Task to complete =
Among the lines below, restate word for word only those from the line with "Q: Point out every instance of the shoulder" through the line with "Q: Point out every instance of the palm tree above, giving", with both end lines kept.

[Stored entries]
■ ■ ■ ■
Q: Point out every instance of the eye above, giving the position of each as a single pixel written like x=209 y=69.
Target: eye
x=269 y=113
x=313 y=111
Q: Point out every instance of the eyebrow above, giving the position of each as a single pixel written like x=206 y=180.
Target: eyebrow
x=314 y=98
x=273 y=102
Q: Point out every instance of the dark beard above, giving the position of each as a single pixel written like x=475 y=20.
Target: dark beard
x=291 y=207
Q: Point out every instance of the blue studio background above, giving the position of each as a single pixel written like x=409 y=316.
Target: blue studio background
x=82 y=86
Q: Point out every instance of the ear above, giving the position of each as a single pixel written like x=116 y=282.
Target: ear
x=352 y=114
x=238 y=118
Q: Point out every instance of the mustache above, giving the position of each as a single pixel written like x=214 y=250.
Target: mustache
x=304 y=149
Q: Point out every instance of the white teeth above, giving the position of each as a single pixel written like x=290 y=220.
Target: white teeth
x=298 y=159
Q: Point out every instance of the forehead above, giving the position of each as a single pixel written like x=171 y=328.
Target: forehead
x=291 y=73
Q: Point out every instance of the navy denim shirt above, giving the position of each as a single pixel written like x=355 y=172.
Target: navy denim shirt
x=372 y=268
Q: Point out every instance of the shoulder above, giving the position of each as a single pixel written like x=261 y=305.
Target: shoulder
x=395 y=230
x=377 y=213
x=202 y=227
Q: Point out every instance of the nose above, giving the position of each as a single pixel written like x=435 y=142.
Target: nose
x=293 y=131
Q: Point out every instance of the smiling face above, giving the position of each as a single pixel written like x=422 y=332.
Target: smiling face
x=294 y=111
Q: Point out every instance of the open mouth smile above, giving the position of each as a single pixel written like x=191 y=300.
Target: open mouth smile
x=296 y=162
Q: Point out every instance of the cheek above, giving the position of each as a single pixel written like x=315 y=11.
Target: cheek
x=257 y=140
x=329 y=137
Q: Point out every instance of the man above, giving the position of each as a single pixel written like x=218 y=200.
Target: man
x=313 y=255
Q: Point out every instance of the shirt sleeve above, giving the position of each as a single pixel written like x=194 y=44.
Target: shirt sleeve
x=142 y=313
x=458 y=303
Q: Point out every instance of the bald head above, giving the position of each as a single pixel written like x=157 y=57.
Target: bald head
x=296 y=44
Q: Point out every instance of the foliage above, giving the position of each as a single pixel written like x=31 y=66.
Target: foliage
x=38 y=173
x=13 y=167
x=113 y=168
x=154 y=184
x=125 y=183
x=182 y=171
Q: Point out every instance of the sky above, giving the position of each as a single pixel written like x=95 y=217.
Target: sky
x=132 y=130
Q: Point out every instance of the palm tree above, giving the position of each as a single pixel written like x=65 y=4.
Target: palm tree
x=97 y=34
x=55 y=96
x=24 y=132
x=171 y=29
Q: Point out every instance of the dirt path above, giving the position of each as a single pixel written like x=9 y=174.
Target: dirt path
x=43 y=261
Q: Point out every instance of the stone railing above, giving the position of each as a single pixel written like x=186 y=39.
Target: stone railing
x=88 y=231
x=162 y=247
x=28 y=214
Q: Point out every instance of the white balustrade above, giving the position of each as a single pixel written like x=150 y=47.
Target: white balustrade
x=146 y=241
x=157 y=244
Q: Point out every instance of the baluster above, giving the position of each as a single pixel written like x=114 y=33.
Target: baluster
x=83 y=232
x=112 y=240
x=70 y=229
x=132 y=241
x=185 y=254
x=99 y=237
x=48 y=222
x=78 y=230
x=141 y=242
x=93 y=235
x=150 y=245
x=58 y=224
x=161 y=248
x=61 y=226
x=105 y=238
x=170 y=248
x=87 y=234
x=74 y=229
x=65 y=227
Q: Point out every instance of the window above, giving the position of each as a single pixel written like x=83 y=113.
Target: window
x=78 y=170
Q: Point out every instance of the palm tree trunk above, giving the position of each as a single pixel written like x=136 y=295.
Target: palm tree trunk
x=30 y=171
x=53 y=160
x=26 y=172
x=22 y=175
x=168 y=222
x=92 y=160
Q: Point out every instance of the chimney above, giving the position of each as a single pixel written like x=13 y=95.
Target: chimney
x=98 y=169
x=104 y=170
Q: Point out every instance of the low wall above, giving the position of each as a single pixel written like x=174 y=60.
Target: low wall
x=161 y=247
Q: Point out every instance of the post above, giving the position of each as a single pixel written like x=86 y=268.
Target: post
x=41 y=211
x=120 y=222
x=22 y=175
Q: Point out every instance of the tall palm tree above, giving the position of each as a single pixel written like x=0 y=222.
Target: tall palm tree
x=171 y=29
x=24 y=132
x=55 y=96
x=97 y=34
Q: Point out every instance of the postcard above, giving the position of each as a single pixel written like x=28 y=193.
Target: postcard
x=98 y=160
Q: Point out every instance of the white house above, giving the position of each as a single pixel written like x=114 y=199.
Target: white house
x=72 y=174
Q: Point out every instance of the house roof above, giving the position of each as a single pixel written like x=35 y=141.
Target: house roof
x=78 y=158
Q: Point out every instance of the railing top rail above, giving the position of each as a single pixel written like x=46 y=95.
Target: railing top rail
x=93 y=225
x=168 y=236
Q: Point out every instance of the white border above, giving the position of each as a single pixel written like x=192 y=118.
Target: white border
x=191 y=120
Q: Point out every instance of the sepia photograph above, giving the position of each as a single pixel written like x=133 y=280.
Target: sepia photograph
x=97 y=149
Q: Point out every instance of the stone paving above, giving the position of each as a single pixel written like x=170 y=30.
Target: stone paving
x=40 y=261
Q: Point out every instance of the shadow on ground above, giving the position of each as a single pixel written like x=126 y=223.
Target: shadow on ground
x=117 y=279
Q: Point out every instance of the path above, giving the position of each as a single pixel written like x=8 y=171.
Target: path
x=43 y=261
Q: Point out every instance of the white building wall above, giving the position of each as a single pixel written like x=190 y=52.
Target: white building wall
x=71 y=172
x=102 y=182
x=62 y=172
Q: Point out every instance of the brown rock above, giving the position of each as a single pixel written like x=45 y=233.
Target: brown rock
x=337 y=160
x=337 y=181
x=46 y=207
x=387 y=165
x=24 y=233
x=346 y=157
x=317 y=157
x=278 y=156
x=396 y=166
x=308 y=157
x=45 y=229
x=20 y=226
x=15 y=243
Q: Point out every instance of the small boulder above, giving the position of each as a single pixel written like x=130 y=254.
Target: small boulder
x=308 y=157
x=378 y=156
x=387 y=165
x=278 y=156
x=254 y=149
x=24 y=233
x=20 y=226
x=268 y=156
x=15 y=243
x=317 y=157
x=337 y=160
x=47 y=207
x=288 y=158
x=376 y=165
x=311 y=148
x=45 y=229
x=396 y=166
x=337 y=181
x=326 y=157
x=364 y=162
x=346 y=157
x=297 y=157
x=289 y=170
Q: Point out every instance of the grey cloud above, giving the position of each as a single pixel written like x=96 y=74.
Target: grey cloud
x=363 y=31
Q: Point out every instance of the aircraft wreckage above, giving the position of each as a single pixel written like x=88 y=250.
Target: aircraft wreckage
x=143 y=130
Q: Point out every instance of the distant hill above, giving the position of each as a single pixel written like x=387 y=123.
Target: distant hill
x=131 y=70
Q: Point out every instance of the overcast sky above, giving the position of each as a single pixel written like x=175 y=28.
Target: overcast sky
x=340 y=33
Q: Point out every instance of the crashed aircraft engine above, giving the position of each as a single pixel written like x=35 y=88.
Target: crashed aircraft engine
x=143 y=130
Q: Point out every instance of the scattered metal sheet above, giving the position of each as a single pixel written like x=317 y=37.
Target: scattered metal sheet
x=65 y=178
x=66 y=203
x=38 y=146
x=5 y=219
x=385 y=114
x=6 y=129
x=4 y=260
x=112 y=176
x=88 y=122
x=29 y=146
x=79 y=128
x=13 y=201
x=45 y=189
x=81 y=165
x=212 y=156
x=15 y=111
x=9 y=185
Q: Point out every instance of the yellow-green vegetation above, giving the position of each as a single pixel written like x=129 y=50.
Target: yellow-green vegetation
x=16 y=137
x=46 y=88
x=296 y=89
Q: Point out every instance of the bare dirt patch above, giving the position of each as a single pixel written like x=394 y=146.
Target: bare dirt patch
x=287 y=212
■ ■ ■ ■
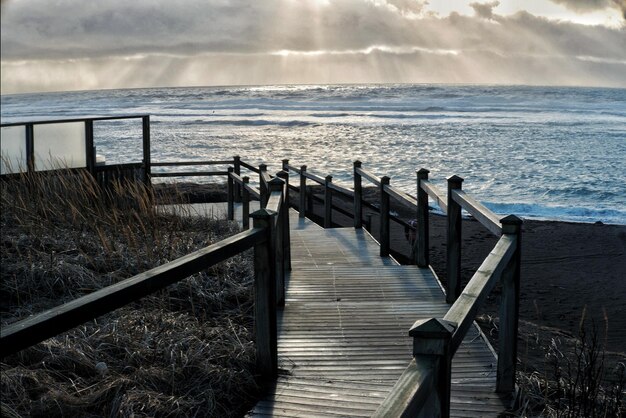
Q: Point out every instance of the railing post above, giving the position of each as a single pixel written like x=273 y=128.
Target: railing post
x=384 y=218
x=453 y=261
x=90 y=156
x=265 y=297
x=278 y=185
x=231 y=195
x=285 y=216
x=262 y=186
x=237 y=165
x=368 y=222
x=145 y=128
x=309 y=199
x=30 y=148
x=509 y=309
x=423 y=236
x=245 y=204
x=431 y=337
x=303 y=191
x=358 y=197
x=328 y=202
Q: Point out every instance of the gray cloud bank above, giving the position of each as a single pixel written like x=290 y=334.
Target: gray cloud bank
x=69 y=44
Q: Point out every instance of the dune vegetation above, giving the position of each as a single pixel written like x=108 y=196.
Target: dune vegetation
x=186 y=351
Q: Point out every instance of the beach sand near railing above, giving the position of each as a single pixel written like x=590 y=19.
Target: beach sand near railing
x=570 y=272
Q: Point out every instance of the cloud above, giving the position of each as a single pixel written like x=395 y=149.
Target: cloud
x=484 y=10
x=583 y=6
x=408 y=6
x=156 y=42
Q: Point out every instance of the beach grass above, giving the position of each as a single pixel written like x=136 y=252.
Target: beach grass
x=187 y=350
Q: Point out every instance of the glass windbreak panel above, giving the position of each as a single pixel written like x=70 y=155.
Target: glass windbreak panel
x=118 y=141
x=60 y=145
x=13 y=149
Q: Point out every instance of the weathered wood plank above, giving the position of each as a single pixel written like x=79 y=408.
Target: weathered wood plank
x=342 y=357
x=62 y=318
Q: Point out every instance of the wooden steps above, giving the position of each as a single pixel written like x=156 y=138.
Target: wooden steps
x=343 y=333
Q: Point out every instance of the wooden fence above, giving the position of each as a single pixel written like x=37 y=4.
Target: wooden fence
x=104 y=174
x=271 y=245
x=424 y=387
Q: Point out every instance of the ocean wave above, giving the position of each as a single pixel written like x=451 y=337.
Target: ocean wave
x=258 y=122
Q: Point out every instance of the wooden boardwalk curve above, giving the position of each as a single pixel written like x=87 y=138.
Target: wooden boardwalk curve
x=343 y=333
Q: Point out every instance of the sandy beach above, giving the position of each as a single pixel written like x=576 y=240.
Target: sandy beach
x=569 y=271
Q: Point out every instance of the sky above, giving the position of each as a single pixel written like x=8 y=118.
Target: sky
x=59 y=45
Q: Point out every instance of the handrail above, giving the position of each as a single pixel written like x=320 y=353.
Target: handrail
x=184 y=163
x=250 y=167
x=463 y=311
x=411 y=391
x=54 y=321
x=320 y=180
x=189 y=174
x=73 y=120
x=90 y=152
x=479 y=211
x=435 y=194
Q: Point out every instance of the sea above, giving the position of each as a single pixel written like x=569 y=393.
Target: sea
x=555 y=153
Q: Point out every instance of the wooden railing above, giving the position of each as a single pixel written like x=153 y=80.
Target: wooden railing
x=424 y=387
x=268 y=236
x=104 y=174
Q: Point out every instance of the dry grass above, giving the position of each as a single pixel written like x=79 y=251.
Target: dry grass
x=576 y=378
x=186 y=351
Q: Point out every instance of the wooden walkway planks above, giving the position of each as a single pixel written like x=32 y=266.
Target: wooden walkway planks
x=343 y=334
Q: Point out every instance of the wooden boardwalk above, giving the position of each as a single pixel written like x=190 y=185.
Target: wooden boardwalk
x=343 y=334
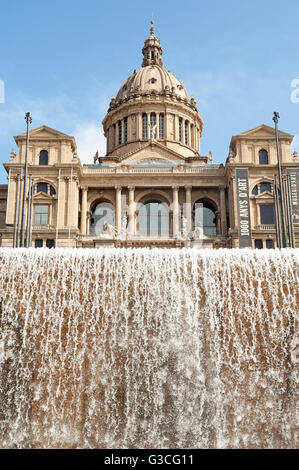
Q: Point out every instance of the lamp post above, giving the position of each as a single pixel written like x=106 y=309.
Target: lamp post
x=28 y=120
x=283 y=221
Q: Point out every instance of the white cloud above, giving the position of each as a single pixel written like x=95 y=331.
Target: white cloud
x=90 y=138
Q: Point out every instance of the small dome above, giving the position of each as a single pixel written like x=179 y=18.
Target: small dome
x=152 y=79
■ ■ ■ ■
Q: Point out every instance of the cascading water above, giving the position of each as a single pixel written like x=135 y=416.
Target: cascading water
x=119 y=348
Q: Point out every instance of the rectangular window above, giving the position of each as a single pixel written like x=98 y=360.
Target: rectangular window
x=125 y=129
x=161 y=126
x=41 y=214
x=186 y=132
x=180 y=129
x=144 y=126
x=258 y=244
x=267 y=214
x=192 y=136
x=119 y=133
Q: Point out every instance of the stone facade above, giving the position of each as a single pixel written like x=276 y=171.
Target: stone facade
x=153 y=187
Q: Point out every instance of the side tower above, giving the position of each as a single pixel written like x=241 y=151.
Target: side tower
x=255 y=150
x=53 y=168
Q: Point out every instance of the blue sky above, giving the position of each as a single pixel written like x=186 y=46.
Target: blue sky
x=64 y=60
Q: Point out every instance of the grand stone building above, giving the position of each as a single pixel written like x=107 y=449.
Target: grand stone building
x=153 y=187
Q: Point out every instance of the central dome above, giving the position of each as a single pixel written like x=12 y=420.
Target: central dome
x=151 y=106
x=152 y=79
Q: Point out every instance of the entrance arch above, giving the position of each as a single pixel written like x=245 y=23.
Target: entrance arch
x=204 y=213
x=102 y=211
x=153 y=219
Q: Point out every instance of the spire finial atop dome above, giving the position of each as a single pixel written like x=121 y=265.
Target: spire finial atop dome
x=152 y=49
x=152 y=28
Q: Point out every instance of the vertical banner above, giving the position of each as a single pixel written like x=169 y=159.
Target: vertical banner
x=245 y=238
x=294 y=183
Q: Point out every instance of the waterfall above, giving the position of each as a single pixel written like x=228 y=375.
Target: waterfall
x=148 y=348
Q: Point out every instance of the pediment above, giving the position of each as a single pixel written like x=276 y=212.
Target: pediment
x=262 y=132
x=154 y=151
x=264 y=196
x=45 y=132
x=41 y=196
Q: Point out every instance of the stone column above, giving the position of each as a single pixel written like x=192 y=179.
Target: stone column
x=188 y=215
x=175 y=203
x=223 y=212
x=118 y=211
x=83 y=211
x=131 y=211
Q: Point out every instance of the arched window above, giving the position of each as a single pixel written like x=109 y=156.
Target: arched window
■ ■ ■ ■
Output =
Q: Point out every instance of the shoulder above, giving the position of each as a single pixel written like x=261 y=305.
Target: shoulder
x=395 y=230
x=377 y=213
x=202 y=227
Q: Point out every instance of the nose above, giving the position of each as a single pixel written like x=435 y=142.
Target: nose
x=293 y=131
Q: Point out every instance of the smiling face above, giving the position of each as a single pixel written like x=422 y=332.
Target: smiling face
x=294 y=111
Q: Point out every instance of the open mouth smile above, giving the position of each as a single pixel written like x=191 y=300.
Target: open mouth smile
x=296 y=162
Q: Point out every instance of the cheek above, giving the position of each as a single pixel written like x=315 y=11.
Target: cheek
x=257 y=140
x=329 y=137
Q: Point out every instance of the man above, giving the position of each as a single pixel written like x=218 y=200.
Target: man
x=313 y=255
Q: Point out every instance of the shirt sleeve above, giving the position of each as a single pixel written like x=194 y=44.
Target: shirt sleeve
x=142 y=313
x=458 y=303
Q: Point out every instance of the bald head above, giving the position of each as a single pixel written like x=157 y=57.
Target: bald head
x=296 y=44
Q: Point out every instance of the foliage above, giving the position of each as a single pixel written like x=31 y=66.
Target: foliage
x=38 y=173
x=13 y=167
x=113 y=168
x=154 y=184
x=125 y=183
x=182 y=171
Q: Point out every instance of the sky above, giving the position of each as a single pixel written like x=95 y=217.
Target: sky
x=132 y=130
Q: Point out every instance of the palm tree above, giving the position of each as a single pixel written like x=65 y=4.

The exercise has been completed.